29.12.24

Siempre bordeando el mar Jónico, que hoy luce más azul pastel que marino, el tren va pasando muchas localidades costeras con sus balcones tendidos al sol. Nunca había visto tantas chumberas juntas, aupadas en las escarpadas laderas rocosas que se alzan justo a la espalda de las casas. Hay palmeras de varias especies, y todo está florecido de buganvillas y lantanas anaranjadas (he tenido que consultar el nombre, así como el de la estrelitzia y el de otra flor omnipresente por aquí, el ciclamen fucsia). Por supuesto, hay pinos, cipreses y olivos, naranjales y limoneros por todas partes, cuajados de cítricos. El colorido es primaveral en pleno invierno, todo resplandece de pura vida.  

La estación de Taormina conserva intacto el encanto art nouveau de cuando se inauguró, hace un siglo. Hasta tiene una sala de espera para pasajeros de primera clase, con su mobiliario original bajo un artesonado historicista estilo liberty. Un grupo de japoneses que se ha bajado conmigo del tren prácticamente babea haciéndole fotos a las preciosas ventanillas de la biglietteria. Aquí se daba la bienvenida a todas las celebridades internacionales que acudían a Taormina en el periodo de entreguerras, atraídas por sus legendarias ruinas, su clima y su belleza, pero también porque aquí se pasaba bien. El turismo fue evolucionando y pasó de las altas aspiraciones culturales del Grand Tour al simple goce del dolce far niente y de los placeres de la carne. Tampoco es que sean conceptos irreconciliables. Con suerte, y con el beneplácito de los dioses, se pueden compaginar ambos planes, de día y de noche, y el resultado daría para muchas horas de batallitas, una novela-río o una serie televisiva de varias temporadas. 

But I digress. Mi alojamiento es un B&B frente a la estación y la playa, junto a Giardini-Naxos, el lugar donde se fundó la primera colonia griega. Allí se instalaron los que huían de la isla griega de Naxos, que había sido asediada. Luego subieron por el monte Tauro y a buena altura fundaron Taormina, en un punto más estratégico que la hacía casi inconquistable.

Tareas requeridas ->
1. Según el texto, ¿hace cuánto tiempo se inauguró la estación de Taormina?
2. Copia del texto todo lo que va desde "Siempre bordeando el" hasta "de pura vida." y sustituye "buganvillas" por "adelfas".

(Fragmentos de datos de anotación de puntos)

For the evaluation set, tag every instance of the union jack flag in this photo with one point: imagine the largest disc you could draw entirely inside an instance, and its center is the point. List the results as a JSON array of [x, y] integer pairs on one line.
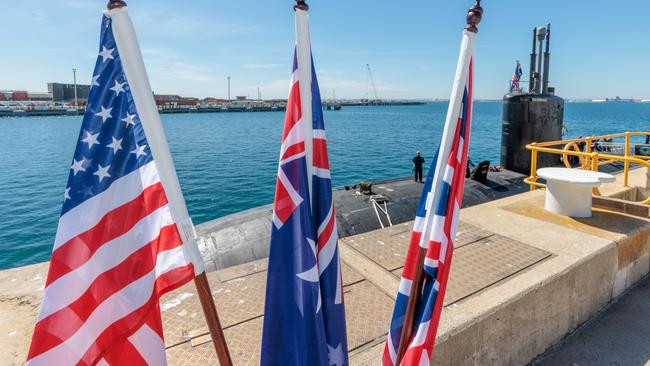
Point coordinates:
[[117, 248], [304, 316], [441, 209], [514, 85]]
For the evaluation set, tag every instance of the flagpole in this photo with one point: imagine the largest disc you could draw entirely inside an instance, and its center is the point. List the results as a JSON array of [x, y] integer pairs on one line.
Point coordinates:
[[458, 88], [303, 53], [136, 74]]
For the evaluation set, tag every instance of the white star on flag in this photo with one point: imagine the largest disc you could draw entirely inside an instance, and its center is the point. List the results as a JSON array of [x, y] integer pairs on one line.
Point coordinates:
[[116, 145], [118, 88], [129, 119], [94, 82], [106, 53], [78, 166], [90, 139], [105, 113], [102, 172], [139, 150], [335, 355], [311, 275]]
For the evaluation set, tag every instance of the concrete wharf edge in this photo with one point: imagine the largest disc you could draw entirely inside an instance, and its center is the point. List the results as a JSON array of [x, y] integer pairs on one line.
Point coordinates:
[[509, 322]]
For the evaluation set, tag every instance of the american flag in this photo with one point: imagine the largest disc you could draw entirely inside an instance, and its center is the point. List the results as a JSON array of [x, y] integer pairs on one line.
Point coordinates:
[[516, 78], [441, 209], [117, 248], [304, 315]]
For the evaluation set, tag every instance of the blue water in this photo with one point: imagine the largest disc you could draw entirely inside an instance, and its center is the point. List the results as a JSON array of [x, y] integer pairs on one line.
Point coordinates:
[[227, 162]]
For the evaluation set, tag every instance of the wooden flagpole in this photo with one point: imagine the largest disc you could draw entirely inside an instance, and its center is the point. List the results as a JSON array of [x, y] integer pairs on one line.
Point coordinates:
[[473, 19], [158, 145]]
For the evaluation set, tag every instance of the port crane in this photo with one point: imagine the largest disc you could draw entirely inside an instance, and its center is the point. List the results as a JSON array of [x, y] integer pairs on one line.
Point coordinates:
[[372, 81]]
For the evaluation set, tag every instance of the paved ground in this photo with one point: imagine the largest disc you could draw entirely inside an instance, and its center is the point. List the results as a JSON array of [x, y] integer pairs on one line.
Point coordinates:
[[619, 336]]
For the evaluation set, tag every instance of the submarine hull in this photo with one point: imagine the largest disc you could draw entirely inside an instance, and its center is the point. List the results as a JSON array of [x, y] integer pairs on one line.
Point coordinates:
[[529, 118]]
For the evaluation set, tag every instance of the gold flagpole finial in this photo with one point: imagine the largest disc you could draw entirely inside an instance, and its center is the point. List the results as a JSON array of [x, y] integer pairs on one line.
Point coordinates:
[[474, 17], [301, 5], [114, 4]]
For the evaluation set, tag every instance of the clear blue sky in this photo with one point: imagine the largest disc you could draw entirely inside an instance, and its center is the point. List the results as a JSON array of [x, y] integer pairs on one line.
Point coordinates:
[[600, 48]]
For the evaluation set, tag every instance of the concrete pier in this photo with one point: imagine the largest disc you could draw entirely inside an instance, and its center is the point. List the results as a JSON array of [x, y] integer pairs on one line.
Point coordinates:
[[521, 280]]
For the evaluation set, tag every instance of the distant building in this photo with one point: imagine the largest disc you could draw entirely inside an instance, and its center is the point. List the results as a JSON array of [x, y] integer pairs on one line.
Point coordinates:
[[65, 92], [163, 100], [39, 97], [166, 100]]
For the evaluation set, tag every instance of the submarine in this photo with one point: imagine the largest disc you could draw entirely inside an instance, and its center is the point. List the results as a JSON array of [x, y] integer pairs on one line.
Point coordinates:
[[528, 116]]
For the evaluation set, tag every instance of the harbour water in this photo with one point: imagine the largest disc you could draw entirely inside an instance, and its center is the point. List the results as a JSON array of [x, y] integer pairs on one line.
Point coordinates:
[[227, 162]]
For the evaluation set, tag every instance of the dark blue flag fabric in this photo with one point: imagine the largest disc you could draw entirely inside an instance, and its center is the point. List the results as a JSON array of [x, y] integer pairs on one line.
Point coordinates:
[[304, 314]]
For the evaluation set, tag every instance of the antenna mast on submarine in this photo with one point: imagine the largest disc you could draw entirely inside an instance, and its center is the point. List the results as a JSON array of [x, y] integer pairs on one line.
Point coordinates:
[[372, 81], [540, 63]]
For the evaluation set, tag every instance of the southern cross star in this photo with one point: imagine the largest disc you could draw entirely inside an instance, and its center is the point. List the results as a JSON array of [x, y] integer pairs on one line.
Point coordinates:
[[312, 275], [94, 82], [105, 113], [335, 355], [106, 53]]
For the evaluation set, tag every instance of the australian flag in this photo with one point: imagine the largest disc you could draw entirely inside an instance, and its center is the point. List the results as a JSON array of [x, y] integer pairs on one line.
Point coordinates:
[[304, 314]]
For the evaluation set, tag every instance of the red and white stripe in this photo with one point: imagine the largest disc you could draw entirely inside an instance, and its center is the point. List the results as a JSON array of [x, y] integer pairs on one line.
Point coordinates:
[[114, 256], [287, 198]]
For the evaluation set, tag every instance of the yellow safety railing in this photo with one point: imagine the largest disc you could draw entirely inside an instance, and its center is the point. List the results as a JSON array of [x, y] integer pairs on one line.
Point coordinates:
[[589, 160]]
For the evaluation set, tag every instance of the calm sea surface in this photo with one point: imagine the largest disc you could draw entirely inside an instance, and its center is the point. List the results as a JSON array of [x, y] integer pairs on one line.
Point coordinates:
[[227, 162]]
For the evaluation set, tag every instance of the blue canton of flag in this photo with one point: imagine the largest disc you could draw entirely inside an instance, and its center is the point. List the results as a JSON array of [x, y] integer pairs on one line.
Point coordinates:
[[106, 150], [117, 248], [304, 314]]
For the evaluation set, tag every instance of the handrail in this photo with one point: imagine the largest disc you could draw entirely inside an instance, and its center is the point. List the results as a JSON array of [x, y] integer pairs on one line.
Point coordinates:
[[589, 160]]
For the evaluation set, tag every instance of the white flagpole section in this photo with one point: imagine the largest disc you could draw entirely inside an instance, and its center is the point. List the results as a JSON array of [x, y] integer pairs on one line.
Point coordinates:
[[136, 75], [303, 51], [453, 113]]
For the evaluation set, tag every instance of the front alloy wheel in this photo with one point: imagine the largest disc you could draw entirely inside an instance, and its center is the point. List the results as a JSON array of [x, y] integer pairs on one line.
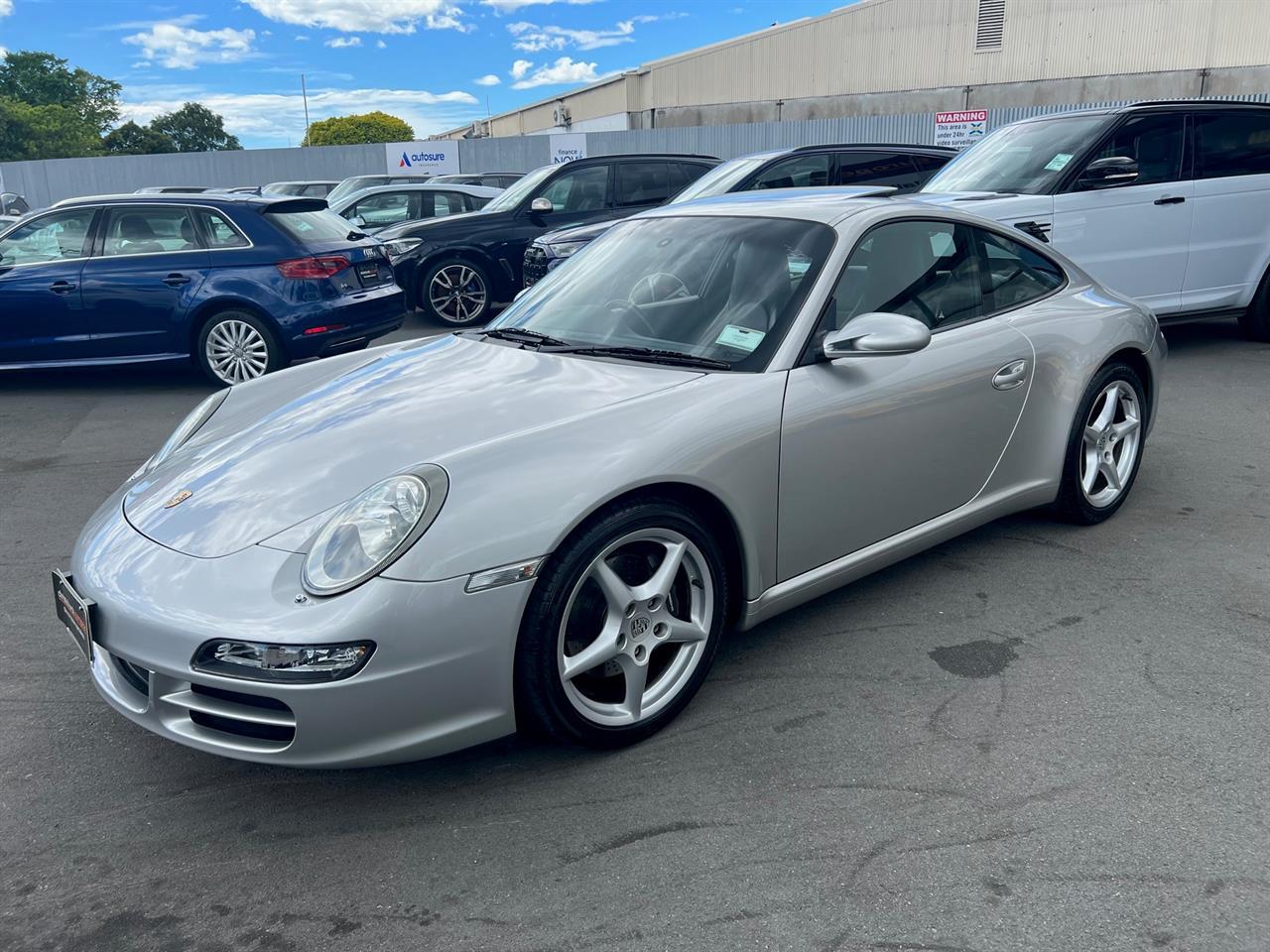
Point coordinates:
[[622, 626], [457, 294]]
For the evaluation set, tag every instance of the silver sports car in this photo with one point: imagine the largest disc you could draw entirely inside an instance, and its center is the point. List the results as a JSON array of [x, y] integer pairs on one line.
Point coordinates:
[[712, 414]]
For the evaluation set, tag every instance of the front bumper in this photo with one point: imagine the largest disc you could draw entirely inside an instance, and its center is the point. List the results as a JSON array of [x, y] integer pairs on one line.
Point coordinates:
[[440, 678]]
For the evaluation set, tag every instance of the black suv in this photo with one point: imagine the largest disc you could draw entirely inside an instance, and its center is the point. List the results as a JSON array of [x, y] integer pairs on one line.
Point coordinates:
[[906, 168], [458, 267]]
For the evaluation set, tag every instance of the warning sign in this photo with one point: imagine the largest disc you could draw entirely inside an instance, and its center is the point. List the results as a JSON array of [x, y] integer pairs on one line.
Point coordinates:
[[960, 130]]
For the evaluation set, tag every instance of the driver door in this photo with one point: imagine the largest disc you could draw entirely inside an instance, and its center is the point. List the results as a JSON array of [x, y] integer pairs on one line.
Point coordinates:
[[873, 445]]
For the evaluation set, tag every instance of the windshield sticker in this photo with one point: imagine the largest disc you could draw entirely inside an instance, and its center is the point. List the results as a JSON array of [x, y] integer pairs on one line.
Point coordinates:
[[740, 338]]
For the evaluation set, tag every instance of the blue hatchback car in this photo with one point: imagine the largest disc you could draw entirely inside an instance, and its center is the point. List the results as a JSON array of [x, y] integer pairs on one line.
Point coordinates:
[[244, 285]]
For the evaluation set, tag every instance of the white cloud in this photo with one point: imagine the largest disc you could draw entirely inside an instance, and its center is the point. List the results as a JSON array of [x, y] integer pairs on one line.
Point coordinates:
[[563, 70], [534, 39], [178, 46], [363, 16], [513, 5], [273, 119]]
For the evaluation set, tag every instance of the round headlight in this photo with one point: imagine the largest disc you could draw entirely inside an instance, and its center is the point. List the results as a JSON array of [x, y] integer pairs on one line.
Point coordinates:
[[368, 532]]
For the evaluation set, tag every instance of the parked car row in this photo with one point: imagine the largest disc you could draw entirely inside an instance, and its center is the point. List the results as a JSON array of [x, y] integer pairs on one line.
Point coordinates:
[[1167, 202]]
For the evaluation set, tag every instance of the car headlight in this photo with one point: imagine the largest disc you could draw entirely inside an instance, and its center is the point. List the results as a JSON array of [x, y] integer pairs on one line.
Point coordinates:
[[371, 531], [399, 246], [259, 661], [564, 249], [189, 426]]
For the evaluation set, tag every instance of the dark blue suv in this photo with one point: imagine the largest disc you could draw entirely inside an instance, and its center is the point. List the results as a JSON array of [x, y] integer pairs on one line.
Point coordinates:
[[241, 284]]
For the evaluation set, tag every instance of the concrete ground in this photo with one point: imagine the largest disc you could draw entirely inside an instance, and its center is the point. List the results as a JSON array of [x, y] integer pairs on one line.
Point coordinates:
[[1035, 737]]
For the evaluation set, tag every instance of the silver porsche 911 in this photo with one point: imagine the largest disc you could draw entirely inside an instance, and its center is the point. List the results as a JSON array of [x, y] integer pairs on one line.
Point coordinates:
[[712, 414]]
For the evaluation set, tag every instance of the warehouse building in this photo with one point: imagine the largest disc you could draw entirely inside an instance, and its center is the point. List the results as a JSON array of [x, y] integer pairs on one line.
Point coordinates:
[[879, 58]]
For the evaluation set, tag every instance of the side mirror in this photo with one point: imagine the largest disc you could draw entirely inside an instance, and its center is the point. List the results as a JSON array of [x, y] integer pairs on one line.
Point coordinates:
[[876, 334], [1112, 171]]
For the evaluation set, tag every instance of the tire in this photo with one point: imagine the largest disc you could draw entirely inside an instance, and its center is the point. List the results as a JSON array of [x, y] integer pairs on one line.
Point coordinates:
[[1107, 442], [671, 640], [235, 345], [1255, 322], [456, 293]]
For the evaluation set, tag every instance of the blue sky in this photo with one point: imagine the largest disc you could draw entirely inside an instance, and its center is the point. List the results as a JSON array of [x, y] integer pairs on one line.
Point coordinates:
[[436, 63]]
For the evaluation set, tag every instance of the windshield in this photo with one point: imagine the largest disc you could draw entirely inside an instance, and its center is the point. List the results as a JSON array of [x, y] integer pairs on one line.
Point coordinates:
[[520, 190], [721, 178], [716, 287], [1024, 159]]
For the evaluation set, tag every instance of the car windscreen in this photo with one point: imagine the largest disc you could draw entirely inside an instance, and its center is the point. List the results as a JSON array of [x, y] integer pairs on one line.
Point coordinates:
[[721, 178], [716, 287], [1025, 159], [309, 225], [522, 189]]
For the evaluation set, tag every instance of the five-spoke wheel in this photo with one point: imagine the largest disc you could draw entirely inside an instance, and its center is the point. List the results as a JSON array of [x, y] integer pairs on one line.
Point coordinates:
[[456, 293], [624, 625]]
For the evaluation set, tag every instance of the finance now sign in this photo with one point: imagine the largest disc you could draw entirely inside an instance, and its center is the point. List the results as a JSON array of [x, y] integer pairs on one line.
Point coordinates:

Soluciones por tarea ->
1. Hace un siglo.

2.
Siempre bordeando el mar Jónico, que hoy luce más azul pastel que marino, el tren va pasando muchas localidades costeras con sus balcones tendidos al sol. Nunca había visto tantas chumberas juntas, aupadas en las escarpadas laderas rocosas que se alzan justo a la espalda de las casas. Hay palmeras de varias especies, y todo está florecido de adelfas y lantanas anaranjadas (he tenido que consultar el nombre, así como el de la estrelitzia y el de otra flor omnipresente por aquí, el ciclamen fucsia). Por supuesto, hay pinos, cipreses y olivos, naranjales y limoneros por todas partes, cuajados de cítricos. El colorido es primaveral en pleno invierno, todo resplandece de pura vida.